**Brief**
Can you output the lines below verbatim, leaving out the picture?

-- BEGIN Task material --

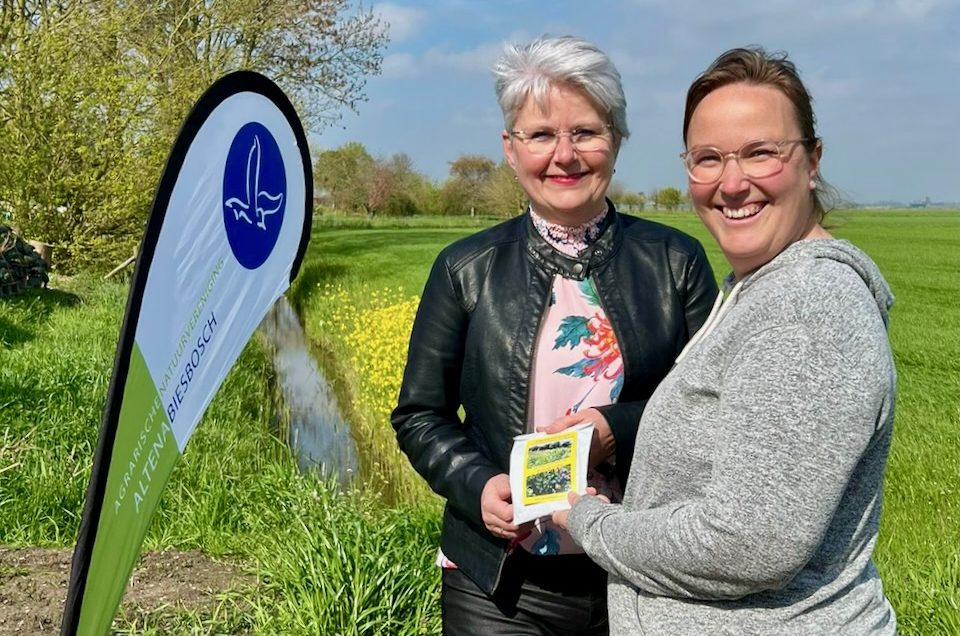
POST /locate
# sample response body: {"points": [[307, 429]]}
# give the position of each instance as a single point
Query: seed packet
{"points": [[544, 468]]}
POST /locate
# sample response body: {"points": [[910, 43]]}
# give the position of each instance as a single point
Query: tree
{"points": [[624, 200], [669, 198], [344, 174], [463, 192], [86, 122], [503, 195]]}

-- END Task material --

**The result**
POST /locate
# sample response body: {"points": [[307, 429]]}
# give the position of each instance as a single point
Query: seed packet
{"points": [[544, 468]]}
POST /locate
# sample response body: {"points": [[910, 43]]}
# give the position of each instance as a single point
Query: tree
{"points": [[624, 200], [669, 198], [344, 174], [463, 192], [86, 122], [503, 195]]}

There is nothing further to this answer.